■ **THE TASK**: Using the scavenging proposal, explain in one to three sentences why calling debug.FreeOSMemory can cause latency spikes.

Proposal: Smarter Scavenging

Author(s): Michael Knyszek <mknyszek@google.com> Last Updated: 2019-05-09

Motivation & Purpose

Out-of-memory errors (OOMs) have long been a pain-point for Go applications. A class of these errors come from the same underlying cause: a temporary spike in memory causes the Go runtime to grow the heap, but it takes a very long time (on the order of minutes) to return that unneeded memory back to the system.

The system can end up killing the application in many situations, such as if the system has no swap space or if system monitors count this space against your application. In addition, if this additional space is counted against your application, you end up paying more for memory when you don’t really need it.

The Go runtime does have internal mechanisms to help deal with this, but they don’t react to changes in the application promptly enough. The way users solve this problem today is through a runtime library function called debug.FreeOSMemory. debug.FreeOSMemory performs a GC and subsequently returns all unallocated memory back to the underlying system. However, this solution is very heavyweight:

Returning all free memory back to the underlying system at once is expensive, and can lead to latency spikes as it holds the heap lock through the whole process.
It’s an invasive solution: you need to modify your code to call it when you need it.
Reusing free chunks of memory becomes more expensive. On UNIX-y systems that means an extra page fault (which is surprisingly expensive on some systems).

The purpose of this document is to propose we replace the existing mechanisms in the runtime with something stronger that responds promptly to the memory requirements of Go applications, ensuring the application is only charged for as much as it needs to remain performant.

Background

Scavenging

Dynamic memory allocators typically obtain memory from the operating system by requesting for it to be mapped into their virtual address space. Sometimes this space ends up unused, and modern operating systems provide a way to tell the OS that certain virtual memory address regions won’t be used without unmapping them. This means the physical memory backing those regions may be taken back by the OS and used elsewhere. We in the Go runtime refer to this technique as “scavenging”.

Scavenging is especially useful in dealing with page-level external fragmentation, since we can give these fragments back to the OS, reducing the process’ resident set size (RSS). That is, the amount of memory that is backed by physical memory in the application’s address space.

■ **SUPPLIED MATERIAL**:
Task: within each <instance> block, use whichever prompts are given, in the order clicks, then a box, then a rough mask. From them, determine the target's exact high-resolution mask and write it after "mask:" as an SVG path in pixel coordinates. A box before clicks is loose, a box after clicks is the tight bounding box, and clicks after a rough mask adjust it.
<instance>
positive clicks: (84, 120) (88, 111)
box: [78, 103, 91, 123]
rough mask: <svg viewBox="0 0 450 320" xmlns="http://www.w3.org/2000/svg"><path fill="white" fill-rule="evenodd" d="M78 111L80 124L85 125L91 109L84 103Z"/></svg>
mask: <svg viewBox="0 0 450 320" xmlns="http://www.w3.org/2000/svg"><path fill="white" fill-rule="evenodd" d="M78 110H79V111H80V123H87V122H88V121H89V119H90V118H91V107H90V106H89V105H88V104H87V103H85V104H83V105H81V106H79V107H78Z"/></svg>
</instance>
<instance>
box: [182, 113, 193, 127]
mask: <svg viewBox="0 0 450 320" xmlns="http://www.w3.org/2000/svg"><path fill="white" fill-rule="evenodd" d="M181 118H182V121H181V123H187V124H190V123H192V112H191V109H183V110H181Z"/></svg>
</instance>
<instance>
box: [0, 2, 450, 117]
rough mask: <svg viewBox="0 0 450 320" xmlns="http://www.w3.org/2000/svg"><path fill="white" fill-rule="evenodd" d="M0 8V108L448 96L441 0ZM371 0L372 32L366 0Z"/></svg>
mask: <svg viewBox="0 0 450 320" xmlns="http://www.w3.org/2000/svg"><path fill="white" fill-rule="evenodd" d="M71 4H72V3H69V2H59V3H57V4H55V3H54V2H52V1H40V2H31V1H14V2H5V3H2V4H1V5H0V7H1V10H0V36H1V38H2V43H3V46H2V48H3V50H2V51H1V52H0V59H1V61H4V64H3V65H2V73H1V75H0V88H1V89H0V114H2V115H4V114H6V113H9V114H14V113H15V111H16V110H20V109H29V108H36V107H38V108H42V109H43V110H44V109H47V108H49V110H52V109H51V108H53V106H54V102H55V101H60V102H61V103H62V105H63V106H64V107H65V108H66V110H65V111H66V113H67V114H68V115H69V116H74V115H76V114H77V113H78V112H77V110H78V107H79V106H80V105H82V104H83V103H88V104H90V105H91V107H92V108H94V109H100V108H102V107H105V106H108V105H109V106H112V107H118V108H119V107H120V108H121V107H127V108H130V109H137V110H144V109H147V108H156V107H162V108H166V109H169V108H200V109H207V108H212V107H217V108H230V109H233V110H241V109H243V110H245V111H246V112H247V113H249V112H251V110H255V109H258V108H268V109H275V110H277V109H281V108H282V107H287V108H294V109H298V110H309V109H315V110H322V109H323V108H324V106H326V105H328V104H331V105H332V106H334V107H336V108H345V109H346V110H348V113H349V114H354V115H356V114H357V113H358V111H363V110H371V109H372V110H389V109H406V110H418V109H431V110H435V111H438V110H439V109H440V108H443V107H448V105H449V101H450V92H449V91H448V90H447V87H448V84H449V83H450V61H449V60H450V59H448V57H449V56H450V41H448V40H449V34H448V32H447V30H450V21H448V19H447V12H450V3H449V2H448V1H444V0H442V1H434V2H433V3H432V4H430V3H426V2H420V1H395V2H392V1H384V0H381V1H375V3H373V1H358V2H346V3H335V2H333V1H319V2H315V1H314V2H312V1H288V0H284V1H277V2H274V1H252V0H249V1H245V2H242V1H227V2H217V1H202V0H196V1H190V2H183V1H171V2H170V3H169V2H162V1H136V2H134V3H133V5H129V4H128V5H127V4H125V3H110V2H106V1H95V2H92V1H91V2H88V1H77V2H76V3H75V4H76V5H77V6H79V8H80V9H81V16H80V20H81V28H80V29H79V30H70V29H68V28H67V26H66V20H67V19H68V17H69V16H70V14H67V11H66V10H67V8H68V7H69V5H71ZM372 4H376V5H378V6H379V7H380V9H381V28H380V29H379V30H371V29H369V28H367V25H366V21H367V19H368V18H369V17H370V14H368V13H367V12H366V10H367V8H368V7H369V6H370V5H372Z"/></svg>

■ **RESULT OF THIS TASK**: debug.FreeOSMemory hands all free memory back to the underlying system in one go, which is expensive. It holds the heap lock for that whole process, and that is what can lead to latency spikes.